Tipp: Starten Sie eine "Kulturminute" im Jour fixe – 1 Frage, 1 Antwort, 1 Impuls.
📘 3. Welche Rolle spielt die ISO 10010 bei der Umsetzung von Qualitätskultur?
Die ISO 10010 ist ein Leitfaden zur Entwicklung und Pflege einer Qualitätskultur und damit die perfekte Ergänzung zur ISO 9001.
Was steht drin?
- Definitionen rund um Kultur, Ethik und Qualitätsverhalten
- Praxisbeispiele zur Kulturgestaltung (z. B. Werte-Dialoge, Mitarbeiterbefragungen)
- eine Art Selbstbewertungs-Checkliste, mit der Sie die aktuelle Kultur einschätzen können
- Vorschläge zur Integration in bestehende Managementsysteme
Sie eignet sich hervorragend als Startpunkt für eine interne Bestandsaufnahme.
💡 Mein Vorschlag: Nutzen Sie meinen interaktiven Kulturchecker, der auf der ISO 10010 basiert.
In wenigen Minuten bekommen Sie ein Bild davon, wo Ihre Organisation steht – und konkrete Ideen, wo und wie Sie ansetzen können.
🧾 4. Wie kann ich Qualitätskultur auditfähig dokumentieren – ohne Bürokratiemonster zu bauen?

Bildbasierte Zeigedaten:
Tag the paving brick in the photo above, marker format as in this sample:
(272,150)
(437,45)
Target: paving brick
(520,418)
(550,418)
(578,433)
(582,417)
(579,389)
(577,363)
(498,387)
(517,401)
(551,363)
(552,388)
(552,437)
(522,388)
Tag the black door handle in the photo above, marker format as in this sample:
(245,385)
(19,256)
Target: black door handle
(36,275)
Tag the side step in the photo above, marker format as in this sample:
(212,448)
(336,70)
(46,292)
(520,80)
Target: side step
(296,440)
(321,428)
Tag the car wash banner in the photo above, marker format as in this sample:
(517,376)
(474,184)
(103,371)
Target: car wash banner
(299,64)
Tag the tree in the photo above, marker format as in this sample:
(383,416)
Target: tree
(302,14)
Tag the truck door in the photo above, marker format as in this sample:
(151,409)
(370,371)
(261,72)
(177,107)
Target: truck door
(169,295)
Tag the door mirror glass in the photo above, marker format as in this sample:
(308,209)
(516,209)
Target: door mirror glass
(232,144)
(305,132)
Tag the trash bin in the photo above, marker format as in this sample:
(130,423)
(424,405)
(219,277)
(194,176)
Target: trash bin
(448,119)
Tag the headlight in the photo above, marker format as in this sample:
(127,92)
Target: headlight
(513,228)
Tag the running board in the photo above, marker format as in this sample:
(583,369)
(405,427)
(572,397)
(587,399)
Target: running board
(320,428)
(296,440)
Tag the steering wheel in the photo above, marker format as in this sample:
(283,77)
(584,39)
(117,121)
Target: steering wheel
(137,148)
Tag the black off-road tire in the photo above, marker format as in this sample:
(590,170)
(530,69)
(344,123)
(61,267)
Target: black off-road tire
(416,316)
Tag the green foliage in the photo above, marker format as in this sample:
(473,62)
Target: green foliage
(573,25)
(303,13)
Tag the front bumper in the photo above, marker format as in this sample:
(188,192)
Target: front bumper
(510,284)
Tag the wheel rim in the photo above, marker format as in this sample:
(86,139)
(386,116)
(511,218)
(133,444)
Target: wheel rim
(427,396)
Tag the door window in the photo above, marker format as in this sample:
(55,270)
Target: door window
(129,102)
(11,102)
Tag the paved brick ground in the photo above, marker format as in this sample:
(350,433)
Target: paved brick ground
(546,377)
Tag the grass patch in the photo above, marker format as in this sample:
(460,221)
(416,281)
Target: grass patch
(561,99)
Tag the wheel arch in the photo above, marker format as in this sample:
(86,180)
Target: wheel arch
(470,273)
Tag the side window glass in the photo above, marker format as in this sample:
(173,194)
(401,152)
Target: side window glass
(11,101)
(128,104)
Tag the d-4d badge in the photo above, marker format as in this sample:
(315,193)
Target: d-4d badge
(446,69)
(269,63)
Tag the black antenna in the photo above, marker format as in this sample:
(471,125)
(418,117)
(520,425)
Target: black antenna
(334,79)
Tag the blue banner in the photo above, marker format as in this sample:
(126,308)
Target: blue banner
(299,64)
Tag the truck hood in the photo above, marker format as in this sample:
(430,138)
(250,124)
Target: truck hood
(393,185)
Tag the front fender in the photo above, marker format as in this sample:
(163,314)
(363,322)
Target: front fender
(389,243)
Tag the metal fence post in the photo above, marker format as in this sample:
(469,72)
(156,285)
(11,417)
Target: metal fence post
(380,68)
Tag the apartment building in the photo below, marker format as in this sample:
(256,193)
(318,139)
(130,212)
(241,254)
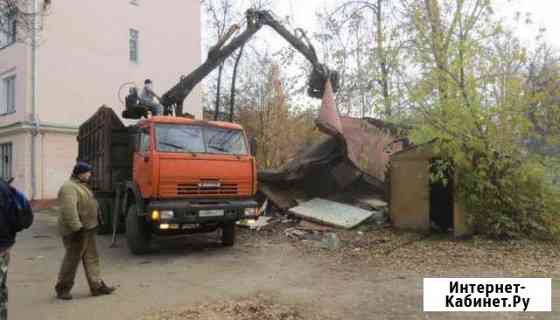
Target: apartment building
(87,51)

▶ **AUFGABE A**
Bearbeiten Sie im Text über Qualitätskultur den Abschnitt, der mit den Worten "Tipp: Starten Sie" beginnt und mit "Sie ansetzen können." endet. Ersetzen Sie darin "Kulturchecker" durch "Kultur-Check".
▶ **AUFGABE B**
Geben Sie den Absatz aus dem Text über Qualitätskultur, der mit „Die ISO 10010 ist ein Leitfaden“ beginnt, als knappe Stichpunktliste wieder.
▶ **AUFGABE C**
Stimmen die folgenden Aussagen mit dem Text über Qualitätskultur überein? Antworten Sie jeweils mit Ja oder Nein und zitieren Sie die entscheidenden Worte.
(i) Die ISO 10010 enthält Vorschläge zur Integration in bestehende Managementsysteme.
(ii) Die „Kulturminute“ besteht aus drei Fragen.
(iii) Der interaktive Kulturchecker basiert auf der ISO 9001.

▶ **LÖSUNG A**
Tipp: Starten Sie eine "Kulturminute" im Jour fixe – 1 Frage, 1 Antwort, 1 Impuls.
📘 3. Welche Rolle spielt die ISO 10010 bei der Umsetzung von Qualitätskultur?
Die ISO 10010 ist ein Leitfaden zur Entwicklung und Pflege einer Qualitätskultur und damit die perfekte Ergänzung zur ISO 9001.
Was steht drin?
- Definitionen rund um Kultur, Ethik und Qualitätsverhalten
- Praxisbeispiele zur Kulturgestaltung (z. B. Werte-Dialoge, Mitarbeiterbefragungen)
- eine Art Selbstbewertungs-Checkliste, mit der Sie die aktuelle Kultur einschätzen können
- Vorschläge zur Integration in bestehende Managementsysteme
Sie eignet sich hervorragend als Startpunkt für eine interne Bestandsaufnahme.
💡 Mein Vorschlag: Nutzen Sie meinen interaktiven Kultur-Check, der auf der ISO 10010 basiert.
In wenigen Minuten bekommen Sie ein Bild davon, wo Ihre Organisation steht – und konkrete Ideen, wo und wie Sie ansetzen können.

▶ **LÖSUNG B**
- ISO 10010: Leitfaden zur Entwicklung und Pflege einer Qualitätskultur
- damit perfekte Ergänzung zur ISO 9001

▶ **LÖSUNG C**
(i) Ja: „Vorschläge zur Integration in bestehende Managementsysteme“
(ii) Nein: „1 Frage, 1 Antwort, 1 Impuls“
(iii) Nein: „der auf der ISO 10010 basiert“